• [Records excerpted from a collection]
··········

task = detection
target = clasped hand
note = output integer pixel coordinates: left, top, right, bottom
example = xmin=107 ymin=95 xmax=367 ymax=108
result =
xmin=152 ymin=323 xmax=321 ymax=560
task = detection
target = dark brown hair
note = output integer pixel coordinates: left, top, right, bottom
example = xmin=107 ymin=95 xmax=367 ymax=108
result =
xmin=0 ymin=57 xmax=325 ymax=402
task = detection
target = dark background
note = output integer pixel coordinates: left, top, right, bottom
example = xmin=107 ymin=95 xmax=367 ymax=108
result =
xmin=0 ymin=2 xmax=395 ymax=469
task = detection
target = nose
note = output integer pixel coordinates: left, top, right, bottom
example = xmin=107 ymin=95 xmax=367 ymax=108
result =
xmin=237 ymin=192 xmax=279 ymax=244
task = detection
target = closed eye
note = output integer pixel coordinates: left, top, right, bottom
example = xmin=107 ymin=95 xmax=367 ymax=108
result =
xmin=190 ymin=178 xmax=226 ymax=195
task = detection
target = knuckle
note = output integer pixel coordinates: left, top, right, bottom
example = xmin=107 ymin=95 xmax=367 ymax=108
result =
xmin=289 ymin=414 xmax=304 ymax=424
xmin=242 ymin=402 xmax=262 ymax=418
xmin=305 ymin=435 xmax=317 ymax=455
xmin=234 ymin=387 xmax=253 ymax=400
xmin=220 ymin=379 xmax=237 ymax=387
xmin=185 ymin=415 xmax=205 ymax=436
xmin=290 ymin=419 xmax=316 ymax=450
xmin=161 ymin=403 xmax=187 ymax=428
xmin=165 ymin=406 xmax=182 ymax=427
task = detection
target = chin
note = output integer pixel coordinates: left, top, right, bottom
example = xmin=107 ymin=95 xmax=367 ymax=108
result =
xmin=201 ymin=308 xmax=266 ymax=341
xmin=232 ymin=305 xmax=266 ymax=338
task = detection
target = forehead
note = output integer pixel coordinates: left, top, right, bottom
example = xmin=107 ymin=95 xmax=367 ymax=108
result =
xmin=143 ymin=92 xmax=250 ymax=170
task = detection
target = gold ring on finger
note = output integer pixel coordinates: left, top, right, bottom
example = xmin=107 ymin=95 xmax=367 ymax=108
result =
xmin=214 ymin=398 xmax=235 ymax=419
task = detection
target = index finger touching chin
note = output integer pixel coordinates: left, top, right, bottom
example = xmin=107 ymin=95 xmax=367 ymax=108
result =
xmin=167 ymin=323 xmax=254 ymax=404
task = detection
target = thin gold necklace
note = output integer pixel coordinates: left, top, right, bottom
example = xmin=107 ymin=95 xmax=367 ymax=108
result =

··········

• [WHAT IS EXPECTED] When you reply, retype each line exactly as it appears above.

• [SOLUTION BELOW]
task = detection
target = clasped hand
note = output integer pixel coordinates: left, top, right, bottom
example = xmin=107 ymin=95 xmax=367 ymax=108
result =
xmin=152 ymin=323 xmax=321 ymax=560
task = detection
target = dark brown hair
note = output integer pixel coordinates: left, top, right, bottom
example = xmin=107 ymin=95 xmax=367 ymax=108
result =
xmin=0 ymin=57 xmax=325 ymax=402
task = detection
target = dark background
note = output integer pixel coordinates: left, top, right, bottom
example = xmin=107 ymin=95 xmax=367 ymax=108
result =
xmin=0 ymin=2 xmax=395 ymax=469
task = detection
target = nose
note = output integer pixel coordinates: left, top, right, bottom
example = xmin=107 ymin=95 xmax=367 ymax=108
result =
xmin=237 ymin=192 xmax=279 ymax=244
task = detection
target = closed eye
note = output integer pixel coordinates: left, top, right, bottom
example = xmin=107 ymin=95 xmax=367 ymax=108
result =
xmin=190 ymin=178 xmax=226 ymax=195
task = detection
target = knuckle
note = output integer pixel coordinates: left, top, right, bottom
example = xmin=107 ymin=95 xmax=367 ymax=108
result =
xmin=289 ymin=414 xmax=304 ymax=424
xmin=242 ymin=402 xmax=262 ymax=418
xmin=305 ymin=435 xmax=317 ymax=455
xmin=234 ymin=387 xmax=253 ymax=400
xmin=220 ymin=379 xmax=237 ymax=387
xmin=185 ymin=415 xmax=205 ymax=436
xmin=290 ymin=419 xmax=316 ymax=450
xmin=161 ymin=403 xmax=187 ymax=428
xmin=165 ymin=406 xmax=182 ymax=427
task = detection
target = chin
note = output integer pixel coordinates: left, top, right, bottom
example = xmin=107 ymin=95 xmax=367 ymax=108
result =
xmin=201 ymin=308 xmax=266 ymax=341
xmin=232 ymin=305 xmax=266 ymax=338
task = detection
target = forehead
note = output integer pixel coordinates: left, top, right, bottom
example = xmin=107 ymin=95 xmax=367 ymax=108
result =
xmin=143 ymin=92 xmax=250 ymax=170
task = detection
target = gold ring on finger
note = output integer pixel coordinates: left, top, right, bottom
example = xmin=107 ymin=95 xmax=367 ymax=108
result =
xmin=214 ymin=398 xmax=235 ymax=419
task = detection
target = index finger touching chin
note = output integer pixel coordinates: left, top, right, bottom
example = xmin=107 ymin=95 xmax=367 ymax=108
result =
xmin=167 ymin=323 xmax=254 ymax=404
task = detection
target = thin gold necklace
note = output integer pixel coordinates: left, top, right, bottom
example = xmin=107 ymin=95 xmax=367 ymax=108
result =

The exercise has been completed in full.